→ PAGE EXTRACT:

AFAICT, the 'what should happen' is the current behavior in target core.

That is, the REPORT_LUNS response sets the underflow bit and associated
residual length in target_complete_cmd_with_length() when the outgoing
REPORT_LUNS payload is smaller than the received SCSI EDTL.

> Since many of the Qla2xxx operations seem to pad (with zeros) the
> responses out to whatever the requested data length was, maybe this is
> overrunning a 4k buffer somewhere?  Note, the responses should not be
> padding and returning more data than what is actually available but this
> is what we are seeing on the analyzer.  The data length on the request
> is specifying a maximum to return, not how much has to be returned.
> 

Ok, based on the comments below, I think this is a separate issue that
is specific to qla2xxx fabric, but is not the cause of the above
BUG_ON().

> So, this appears to be a combination of 2 problems.  1) Returns are
> padding with zeros to the size of the request rather than truncating to
> the size of actual data on hand. 2) Apparently a 4k buffer is being
> overrun and crashing the system when a 0x1008 (4k + 8) Request for LUNs
> command is received (this is speculation on my part).
> 

So based upon the above trace, the BUG_ON() being triggered is in the
WRITE code-path and doesn't appear related to a specific REPORT_LUNS
payload size.

Namely, there is a check in qlt_pci_map_calc_cnt() that ensures that a
non zero scatterlist count exists when a given command's scatterlists
are mapped into PCI address space for receiving the incoming WRITE
payload.

I'm thinking this could very well be some form of zero-length WRITE that
is occurring immediately after the REPORT_LUNs.

Is anything else showing up on the trace after the REPORT_LUNs..?

→ REQUEST 1:
Return the stretch of the qla2xxx thread from "So based upon" through "after the REPORT_LUNs..?".
→ REQUEST 2:
In the qla2xxx thread, which function contains the check that a nonzero scatterlist count exists?
The material after this point comes from a different source.

→ GIVEN DATA:

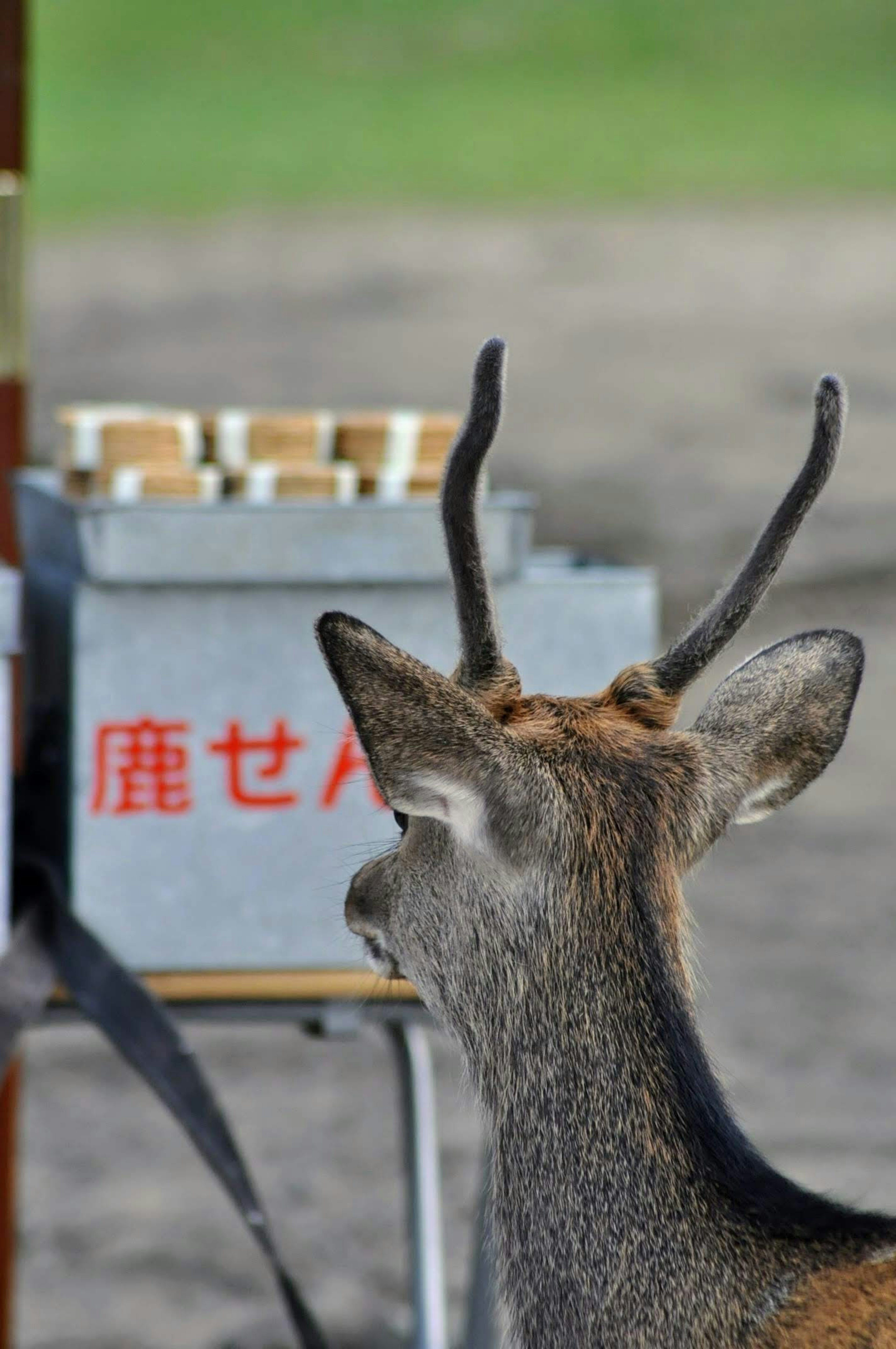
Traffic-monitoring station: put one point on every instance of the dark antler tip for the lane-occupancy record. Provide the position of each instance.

→ TASK RESPONSE 1:
So based upon the above trace, the BUG_ON() being triggered is in the
WRITE code-path and doesn't appear related to a specific REPORT_LUNS
payload size.

Namely, there is a check in qlt_pci_map_calc_cnt() that ensures that a
non zero scatterlist count exists when a given command's scatterlists
are mapped into PCI address space for receiving the incoming WRITE
payload.

I'm thinking this could very well be some form of zero-length WRITE that
is occurring immediately after the REPORT_LUNs.

Is anything else showing up on the trace after the REPORT_LUNs..?

→ TASK RESPONSE 2:
qlt_pci_map_calc_cnt()